[YOUR OBJECTIVE] The answer should be every line below, repeated exactly, with the images left out.

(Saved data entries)
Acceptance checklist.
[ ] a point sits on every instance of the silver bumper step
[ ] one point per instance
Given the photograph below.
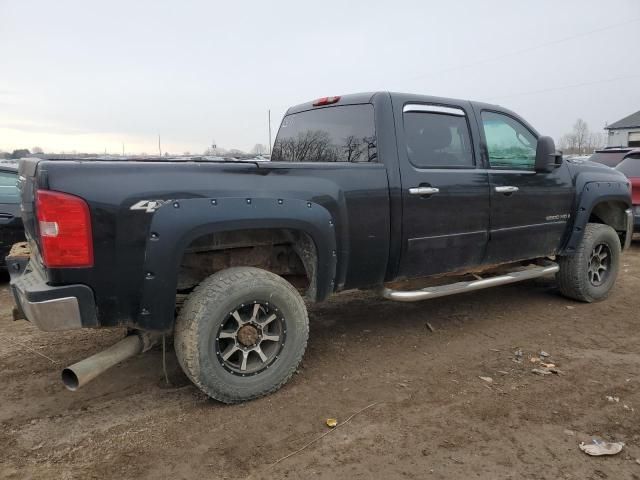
(462, 287)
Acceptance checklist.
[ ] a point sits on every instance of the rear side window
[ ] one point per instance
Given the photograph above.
(9, 187)
(509, 143)
(437, 140)
(331, 134)
(630, 166)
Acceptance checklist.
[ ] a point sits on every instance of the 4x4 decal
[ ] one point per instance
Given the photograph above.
(149, 206)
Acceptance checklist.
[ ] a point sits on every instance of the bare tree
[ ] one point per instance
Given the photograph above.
(259, 149)
(581, 140)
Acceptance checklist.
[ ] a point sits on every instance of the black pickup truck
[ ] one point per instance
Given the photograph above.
(362, 191)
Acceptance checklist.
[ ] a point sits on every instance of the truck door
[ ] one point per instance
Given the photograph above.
(529, 209)
(445, 195)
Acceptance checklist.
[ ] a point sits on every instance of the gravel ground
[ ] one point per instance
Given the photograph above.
(433, 416)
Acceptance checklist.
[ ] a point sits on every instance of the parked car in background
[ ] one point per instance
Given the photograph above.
(612, 156)
(11, 229)
(630, 166)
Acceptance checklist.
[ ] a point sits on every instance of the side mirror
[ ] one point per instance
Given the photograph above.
(546, 156)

[OUTPUT]
Acceptance checklist.
[ ] a point sits on every instance of the silver bumper step
[ ] one point per instance
Given the photograph below.
(462, 287)
Acceptance checklist.
[ ] a point sits on every instance of the rear side window
[ ] one point per instance
Given the photograph above.
(9, 187)
(509, 143)
(437, 140)
(331, 134)
(630, 166)
Acceptance checklist.
[ ] a point sits on every instance of the 4x4 decal
[ ] one point per instance
Given the photograph above.
(149, 206)
Acceptance checklist.
[ ] a point sits on every instance of the bare tree
[ ] one point per instance
Given the photograph above.
(259, 149)
(581, 140)
Acceptance checklist.
[ ] a point sits on every instance of the black pickup truck
[ ] one point per instance
Given the photograph above.
(362, 191)
Acceptance checklist.
[ ] a point sits on every instance of the truck door
[ ] one point per instance
Given the photograph above.
(529, 209)
(445, 195)
Acceptance checklist.
[ ] a point sits on every instance of the gravel ground
[ ] one point per instance
Given the photograph above.
(433, 416)
Acceptance checklist.
[ ] a point sits on every instance of the parked car in background
[ ] one point per instance
Given the photograph above.
(612, 156)
(11, 229)
(630, 166)
Acceptance checklist.
[ ] a point sits on every instance of the side mirror
[ ] one point per instance
Given the photograph above.
(546, 156)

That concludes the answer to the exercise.